Problem statement>
Using the passage on Fast I/O below, explain in one to three sentences why the pages of a buffer object cannot be deleted while the Fast I/O environment is using it.
** start of Text to read **
Previous Contents Index Fast I/O Benefits

The performance benefits of Fast I/O result from streamlining high-volume I/O requests. The Fast I/O system service interfaces are optimized to avoid the overhead of general-purpose services. For example, I/O request packets (IRPs) are now permanently allocated and used repeatedly for I/O rather than allocated and deallocated anew for each I/O.

The greatest benefits stem from having user data buffers and user I/O status structures permanently locked down and mapped using system space. This allows Fast I/O to do the following:

  • Avoid per-I/O buffer lockdown or unlocking for direct I/O.
  • Avoid allocation and deallocation for buffered I/O of a separate system buffer, because the user buffer is always addressable.
  • Complete Fast I/O operations at IPL 8, thereby avoiding the interrupt chaining usually required by the more general-purpose $QIO system service. For each I/O, this eliminates the IPL 4 IOPOST interrupt and a kernel AST.

In total, Fast I/O services eliminate four spinlock acquisitions per I/O (two for the MMG spinlock and two for the SCHED spinlock). The reduction in CPU cost per I/O is 20% for uniprocessor systems and 10% for multiprocessor systems. Buffer Objects

Buffer objects accomplish the lockdown of user-process data structures. Buffer objects are process entities that are associated with a process's virtual address range. When a buffer object is created, all its physical pages in its address range are locked in memory and can be double-mapped into system space. These locked pages in a process's address range cannot be freed until the buffer object has been deleted. The Fast I/O environment uses this feature by locking the buffer object itself during $IO_SETUP. This prevents the buffer object and its associated pages from being deleted. The buffer object is unlocked during $IO_CLEANUP, or at image rundown. After creating a buffer object, the process remains fully pageable and swappable and the process retains normal virtual memory access to its pages in the buffer object.
** end of Text to read **
** start of Data excerpts **
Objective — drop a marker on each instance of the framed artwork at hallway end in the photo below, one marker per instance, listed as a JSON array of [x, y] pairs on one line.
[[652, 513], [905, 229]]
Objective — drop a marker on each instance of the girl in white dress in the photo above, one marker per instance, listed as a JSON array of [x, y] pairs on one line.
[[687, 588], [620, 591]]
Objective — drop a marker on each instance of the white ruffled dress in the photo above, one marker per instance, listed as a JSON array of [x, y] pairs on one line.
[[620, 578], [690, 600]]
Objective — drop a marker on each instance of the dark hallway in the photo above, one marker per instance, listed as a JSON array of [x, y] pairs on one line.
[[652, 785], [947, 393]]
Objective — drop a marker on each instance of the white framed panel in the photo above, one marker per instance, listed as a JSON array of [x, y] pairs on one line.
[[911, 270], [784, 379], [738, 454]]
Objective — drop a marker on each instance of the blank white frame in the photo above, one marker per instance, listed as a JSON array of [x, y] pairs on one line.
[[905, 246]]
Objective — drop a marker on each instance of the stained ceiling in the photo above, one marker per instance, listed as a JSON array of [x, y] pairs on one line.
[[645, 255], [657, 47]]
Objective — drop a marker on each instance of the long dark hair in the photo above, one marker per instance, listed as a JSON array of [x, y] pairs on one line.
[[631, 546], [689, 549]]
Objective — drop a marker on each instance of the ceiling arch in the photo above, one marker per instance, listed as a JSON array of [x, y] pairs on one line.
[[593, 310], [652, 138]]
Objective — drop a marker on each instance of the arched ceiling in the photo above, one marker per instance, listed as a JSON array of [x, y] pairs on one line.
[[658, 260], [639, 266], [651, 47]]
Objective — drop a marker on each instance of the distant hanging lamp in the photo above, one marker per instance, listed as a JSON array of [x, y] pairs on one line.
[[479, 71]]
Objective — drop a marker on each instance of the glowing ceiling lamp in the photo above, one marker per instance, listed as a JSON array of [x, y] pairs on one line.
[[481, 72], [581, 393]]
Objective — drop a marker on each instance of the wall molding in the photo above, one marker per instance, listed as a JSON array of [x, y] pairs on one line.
** end of Data excerpts **
Solution to this task>
The Fast I/O environment locks the buffer object itself during $IO_SETUP, which prevents the buffer object and its associated pages from being deleted. The object stays locked until $IO_CLEANUP or image rundown.